(Entries drawn from a collection)

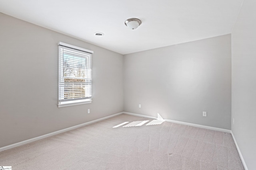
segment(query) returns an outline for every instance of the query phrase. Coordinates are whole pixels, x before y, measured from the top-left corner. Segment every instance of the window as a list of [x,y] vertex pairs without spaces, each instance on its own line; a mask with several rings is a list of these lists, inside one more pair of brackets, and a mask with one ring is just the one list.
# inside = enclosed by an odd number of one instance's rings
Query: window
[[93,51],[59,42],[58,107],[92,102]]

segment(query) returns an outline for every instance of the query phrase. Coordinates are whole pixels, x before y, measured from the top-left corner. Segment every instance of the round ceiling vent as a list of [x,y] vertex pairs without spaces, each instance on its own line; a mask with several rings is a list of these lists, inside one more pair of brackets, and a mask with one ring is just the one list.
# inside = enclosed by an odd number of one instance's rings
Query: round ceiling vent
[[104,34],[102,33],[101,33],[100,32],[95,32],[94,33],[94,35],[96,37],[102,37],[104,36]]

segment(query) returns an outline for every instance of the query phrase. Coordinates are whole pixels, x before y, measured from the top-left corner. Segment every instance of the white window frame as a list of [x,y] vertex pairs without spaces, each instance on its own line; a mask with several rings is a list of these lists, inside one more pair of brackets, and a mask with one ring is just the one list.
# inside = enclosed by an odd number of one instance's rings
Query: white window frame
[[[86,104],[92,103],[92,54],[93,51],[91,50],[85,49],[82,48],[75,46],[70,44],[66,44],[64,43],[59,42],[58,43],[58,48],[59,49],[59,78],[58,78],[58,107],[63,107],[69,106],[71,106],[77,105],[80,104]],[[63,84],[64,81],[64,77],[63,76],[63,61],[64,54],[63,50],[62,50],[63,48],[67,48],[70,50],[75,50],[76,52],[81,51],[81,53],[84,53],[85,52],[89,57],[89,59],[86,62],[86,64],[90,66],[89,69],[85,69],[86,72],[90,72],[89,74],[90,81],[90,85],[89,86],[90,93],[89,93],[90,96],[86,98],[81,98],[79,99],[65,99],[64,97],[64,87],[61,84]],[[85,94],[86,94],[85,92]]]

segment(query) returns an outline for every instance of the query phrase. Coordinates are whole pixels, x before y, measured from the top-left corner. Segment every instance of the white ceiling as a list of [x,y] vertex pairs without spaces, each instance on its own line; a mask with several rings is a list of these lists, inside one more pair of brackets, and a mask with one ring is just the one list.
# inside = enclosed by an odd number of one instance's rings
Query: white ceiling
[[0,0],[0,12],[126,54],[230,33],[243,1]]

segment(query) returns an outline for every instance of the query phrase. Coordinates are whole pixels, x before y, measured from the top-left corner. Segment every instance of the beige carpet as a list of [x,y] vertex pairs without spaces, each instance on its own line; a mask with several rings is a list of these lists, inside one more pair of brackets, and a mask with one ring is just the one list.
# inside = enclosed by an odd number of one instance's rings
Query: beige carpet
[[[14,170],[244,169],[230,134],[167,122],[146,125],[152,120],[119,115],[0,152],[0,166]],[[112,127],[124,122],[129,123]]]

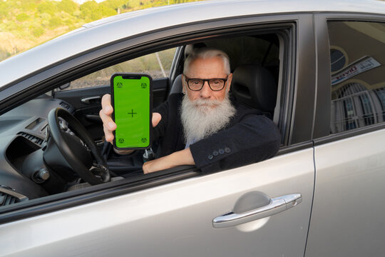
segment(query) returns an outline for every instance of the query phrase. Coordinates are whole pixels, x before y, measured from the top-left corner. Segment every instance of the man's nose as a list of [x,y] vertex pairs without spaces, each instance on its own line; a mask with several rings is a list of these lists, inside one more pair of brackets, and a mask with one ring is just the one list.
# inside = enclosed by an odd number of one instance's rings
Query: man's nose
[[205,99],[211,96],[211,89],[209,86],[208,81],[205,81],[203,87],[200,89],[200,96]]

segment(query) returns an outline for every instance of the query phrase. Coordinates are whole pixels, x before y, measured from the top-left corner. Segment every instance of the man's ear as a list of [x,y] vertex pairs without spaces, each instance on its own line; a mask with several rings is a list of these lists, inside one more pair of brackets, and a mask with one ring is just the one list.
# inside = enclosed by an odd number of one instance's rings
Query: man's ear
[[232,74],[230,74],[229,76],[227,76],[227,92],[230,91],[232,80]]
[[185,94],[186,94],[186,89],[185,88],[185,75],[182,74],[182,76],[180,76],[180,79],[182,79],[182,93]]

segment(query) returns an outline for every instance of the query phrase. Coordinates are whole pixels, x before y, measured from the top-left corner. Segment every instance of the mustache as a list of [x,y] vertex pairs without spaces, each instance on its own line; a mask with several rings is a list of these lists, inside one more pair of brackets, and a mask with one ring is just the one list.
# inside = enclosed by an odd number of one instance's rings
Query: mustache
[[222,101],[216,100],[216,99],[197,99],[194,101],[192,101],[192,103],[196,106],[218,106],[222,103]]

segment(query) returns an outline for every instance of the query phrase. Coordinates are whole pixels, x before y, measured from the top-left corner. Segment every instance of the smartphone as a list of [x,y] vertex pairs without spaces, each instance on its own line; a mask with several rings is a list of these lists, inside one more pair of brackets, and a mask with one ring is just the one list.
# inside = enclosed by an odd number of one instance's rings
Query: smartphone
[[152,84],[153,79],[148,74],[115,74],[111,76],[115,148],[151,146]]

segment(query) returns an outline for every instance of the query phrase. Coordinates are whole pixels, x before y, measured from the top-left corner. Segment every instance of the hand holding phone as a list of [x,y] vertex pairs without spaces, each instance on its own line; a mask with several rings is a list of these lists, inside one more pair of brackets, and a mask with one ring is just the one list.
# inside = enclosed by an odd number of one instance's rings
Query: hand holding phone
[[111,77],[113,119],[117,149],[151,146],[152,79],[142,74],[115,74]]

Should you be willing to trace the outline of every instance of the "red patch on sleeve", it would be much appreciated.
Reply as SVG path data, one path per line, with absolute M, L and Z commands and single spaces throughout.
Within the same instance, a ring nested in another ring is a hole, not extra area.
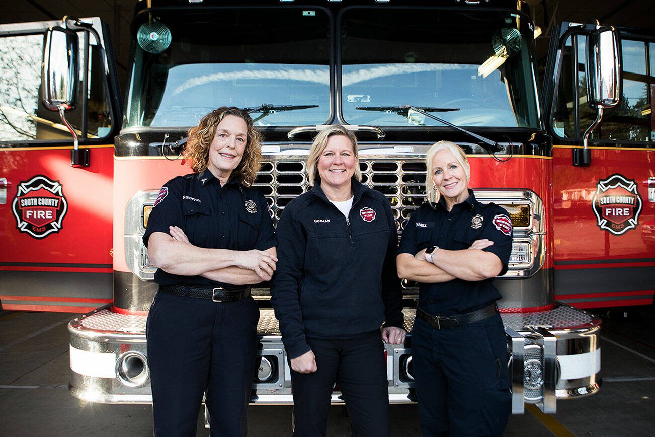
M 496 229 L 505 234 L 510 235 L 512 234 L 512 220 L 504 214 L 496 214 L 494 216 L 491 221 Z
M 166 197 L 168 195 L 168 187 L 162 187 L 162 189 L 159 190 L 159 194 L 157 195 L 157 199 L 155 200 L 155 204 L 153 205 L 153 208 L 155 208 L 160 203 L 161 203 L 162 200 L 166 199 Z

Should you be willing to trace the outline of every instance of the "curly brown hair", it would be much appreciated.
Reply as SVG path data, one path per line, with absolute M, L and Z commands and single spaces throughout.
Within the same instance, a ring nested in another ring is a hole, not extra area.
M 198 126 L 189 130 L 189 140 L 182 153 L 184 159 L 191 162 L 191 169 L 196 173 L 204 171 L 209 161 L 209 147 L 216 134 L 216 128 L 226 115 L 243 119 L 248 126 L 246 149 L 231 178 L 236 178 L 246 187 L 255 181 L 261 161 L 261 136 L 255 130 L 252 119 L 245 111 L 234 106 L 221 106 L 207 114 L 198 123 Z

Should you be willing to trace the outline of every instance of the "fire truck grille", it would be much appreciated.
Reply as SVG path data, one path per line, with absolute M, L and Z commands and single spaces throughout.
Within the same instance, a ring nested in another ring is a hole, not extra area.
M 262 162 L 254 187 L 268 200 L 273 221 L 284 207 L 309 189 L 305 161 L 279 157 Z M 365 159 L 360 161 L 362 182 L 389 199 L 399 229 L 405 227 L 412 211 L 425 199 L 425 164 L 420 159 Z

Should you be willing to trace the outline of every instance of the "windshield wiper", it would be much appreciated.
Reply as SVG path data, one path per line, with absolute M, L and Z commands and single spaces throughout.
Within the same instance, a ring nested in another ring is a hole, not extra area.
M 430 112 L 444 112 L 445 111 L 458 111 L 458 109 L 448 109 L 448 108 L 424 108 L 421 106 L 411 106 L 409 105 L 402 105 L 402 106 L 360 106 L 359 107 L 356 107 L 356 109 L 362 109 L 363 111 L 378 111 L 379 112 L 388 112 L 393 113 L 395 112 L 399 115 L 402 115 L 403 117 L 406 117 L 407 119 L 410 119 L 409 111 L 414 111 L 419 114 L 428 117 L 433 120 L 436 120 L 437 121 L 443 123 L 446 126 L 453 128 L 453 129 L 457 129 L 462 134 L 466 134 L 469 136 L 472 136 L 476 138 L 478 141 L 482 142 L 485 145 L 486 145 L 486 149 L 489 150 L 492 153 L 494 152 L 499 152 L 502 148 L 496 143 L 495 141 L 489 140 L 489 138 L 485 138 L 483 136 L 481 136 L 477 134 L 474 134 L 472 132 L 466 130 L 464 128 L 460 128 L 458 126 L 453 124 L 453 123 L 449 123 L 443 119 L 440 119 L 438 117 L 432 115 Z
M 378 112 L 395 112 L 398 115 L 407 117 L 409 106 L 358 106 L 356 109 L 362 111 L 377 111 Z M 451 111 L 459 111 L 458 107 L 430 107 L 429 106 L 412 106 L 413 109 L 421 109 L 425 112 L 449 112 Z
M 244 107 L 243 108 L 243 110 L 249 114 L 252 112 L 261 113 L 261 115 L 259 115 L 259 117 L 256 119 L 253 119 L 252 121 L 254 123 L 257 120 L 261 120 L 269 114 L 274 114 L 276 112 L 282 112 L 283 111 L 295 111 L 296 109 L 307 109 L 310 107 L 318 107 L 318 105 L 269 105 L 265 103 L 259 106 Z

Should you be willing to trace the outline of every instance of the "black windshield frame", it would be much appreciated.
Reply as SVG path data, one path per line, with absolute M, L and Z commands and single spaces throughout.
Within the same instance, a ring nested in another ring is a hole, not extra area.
---
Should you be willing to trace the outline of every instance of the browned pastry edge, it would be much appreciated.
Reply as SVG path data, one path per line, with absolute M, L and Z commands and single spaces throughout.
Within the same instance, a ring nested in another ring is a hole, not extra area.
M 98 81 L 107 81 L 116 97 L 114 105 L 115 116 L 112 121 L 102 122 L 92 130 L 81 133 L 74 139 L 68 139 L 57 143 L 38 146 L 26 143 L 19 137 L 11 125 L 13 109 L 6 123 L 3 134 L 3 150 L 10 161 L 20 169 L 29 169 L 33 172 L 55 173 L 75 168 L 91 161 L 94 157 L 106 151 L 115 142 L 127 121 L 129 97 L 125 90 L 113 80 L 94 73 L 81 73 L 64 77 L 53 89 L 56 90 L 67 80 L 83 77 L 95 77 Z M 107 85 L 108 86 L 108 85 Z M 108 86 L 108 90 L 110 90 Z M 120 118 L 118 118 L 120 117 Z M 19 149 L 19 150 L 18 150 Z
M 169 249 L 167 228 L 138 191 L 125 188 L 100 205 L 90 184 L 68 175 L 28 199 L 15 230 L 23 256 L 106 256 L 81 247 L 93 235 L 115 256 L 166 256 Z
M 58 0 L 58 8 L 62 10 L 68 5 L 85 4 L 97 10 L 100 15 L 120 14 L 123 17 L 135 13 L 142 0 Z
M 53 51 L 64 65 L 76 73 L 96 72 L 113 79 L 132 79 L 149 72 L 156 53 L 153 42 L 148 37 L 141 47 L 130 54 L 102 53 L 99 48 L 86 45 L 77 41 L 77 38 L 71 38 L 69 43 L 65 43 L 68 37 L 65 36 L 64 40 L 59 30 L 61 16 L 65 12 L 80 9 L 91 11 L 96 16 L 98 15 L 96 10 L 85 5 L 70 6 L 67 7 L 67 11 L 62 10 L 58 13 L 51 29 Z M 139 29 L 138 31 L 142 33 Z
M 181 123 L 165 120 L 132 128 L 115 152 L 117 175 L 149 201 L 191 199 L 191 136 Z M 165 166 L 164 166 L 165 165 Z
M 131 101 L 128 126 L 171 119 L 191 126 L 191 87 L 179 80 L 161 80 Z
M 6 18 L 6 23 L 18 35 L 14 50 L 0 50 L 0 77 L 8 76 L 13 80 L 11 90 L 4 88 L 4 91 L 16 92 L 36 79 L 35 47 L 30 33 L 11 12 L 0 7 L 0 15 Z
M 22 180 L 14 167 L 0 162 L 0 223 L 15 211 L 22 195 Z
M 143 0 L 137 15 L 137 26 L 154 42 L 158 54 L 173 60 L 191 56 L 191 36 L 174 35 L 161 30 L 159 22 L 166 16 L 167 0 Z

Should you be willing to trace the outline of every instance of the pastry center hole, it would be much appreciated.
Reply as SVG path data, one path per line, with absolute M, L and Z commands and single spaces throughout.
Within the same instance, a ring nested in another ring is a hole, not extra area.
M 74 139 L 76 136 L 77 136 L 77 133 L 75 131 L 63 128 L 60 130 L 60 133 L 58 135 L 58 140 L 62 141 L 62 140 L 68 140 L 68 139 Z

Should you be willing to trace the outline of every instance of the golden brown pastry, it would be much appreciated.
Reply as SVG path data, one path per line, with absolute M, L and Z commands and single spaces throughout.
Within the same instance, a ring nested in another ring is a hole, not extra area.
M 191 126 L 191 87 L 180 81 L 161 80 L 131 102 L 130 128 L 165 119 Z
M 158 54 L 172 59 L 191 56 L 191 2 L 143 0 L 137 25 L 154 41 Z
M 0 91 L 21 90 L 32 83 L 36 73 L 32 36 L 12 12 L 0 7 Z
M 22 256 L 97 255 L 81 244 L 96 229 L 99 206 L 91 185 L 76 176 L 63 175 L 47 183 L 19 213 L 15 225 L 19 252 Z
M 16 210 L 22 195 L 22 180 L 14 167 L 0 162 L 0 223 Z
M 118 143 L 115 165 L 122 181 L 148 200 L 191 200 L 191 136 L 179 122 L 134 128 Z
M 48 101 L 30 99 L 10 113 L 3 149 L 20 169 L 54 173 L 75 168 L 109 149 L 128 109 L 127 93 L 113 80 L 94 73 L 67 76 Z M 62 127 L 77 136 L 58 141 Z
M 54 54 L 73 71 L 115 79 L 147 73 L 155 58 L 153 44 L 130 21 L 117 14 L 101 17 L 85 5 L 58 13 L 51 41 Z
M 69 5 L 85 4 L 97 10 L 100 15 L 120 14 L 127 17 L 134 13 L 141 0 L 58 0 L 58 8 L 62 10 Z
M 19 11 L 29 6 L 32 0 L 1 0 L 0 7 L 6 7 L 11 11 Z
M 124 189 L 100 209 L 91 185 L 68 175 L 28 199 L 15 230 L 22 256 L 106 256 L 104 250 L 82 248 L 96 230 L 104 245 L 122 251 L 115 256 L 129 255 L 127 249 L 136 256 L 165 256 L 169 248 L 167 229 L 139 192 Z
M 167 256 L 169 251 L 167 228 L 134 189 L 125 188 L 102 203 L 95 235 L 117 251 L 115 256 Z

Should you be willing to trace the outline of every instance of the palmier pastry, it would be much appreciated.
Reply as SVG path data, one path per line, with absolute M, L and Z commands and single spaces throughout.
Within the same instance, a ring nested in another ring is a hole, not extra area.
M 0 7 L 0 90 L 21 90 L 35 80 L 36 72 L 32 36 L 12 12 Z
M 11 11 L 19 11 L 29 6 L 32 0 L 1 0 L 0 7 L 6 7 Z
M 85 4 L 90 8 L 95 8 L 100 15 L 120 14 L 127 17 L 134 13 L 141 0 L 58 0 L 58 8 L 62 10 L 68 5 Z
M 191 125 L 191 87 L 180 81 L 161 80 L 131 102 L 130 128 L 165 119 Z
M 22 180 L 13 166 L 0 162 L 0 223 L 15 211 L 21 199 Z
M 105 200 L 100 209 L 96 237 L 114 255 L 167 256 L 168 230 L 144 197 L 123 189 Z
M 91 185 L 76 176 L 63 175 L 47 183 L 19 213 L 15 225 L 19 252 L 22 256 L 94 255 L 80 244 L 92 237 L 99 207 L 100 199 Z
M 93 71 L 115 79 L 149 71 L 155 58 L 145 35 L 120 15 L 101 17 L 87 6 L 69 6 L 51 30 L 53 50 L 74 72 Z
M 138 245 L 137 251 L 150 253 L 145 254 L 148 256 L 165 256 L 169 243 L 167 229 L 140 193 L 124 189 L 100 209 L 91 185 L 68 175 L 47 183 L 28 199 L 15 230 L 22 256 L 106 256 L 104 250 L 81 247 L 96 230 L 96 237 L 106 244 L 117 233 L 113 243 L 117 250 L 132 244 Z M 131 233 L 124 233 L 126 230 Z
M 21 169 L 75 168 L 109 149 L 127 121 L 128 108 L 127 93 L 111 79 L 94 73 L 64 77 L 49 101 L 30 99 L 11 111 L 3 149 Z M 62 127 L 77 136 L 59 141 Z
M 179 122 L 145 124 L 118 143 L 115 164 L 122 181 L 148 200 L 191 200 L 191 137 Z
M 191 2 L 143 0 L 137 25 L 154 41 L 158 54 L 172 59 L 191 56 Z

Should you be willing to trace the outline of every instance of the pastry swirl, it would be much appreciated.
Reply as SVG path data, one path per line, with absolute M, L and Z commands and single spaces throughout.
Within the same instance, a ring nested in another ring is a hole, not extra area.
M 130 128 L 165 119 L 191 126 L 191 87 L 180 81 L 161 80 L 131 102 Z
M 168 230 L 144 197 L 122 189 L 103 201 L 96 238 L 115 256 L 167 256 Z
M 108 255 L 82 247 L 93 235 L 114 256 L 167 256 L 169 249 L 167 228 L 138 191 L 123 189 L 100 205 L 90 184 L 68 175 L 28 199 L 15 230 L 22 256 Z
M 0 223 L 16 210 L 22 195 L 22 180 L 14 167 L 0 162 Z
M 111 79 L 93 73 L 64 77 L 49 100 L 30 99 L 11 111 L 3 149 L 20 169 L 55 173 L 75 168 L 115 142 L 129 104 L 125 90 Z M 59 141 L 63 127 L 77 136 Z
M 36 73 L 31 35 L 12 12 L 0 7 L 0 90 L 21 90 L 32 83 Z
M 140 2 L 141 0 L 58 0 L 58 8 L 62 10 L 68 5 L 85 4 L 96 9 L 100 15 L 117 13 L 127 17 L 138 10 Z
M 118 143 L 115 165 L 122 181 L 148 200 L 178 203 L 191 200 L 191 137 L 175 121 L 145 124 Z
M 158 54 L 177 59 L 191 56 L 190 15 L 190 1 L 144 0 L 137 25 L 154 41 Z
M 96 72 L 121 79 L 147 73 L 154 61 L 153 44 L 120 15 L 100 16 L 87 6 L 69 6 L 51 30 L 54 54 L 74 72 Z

> [Work required]
Reproduce the records verbatim, beginning with the line that contains "hole, it would be much appreciated." and continuing through the line that contains "M 74 139 L 76".

> [Correct response]
Should you be willing to trace the outline of every instance of the pastry center hole, it would be much appreciated.
Reply as SVG path data, one path per line, with absolute M, L and Z commands and single spaces throughout.
Within the same instance, a ring nested in another ring is a hole, not extra area.
M 74 139 L 76 136 L 77 136 L 77 133 L 75 131 L 63 128 L 60 130 L 60 133 L 58 135 L 58 140 L 62 141 L 62 140 L 68 140 L 68 139 Z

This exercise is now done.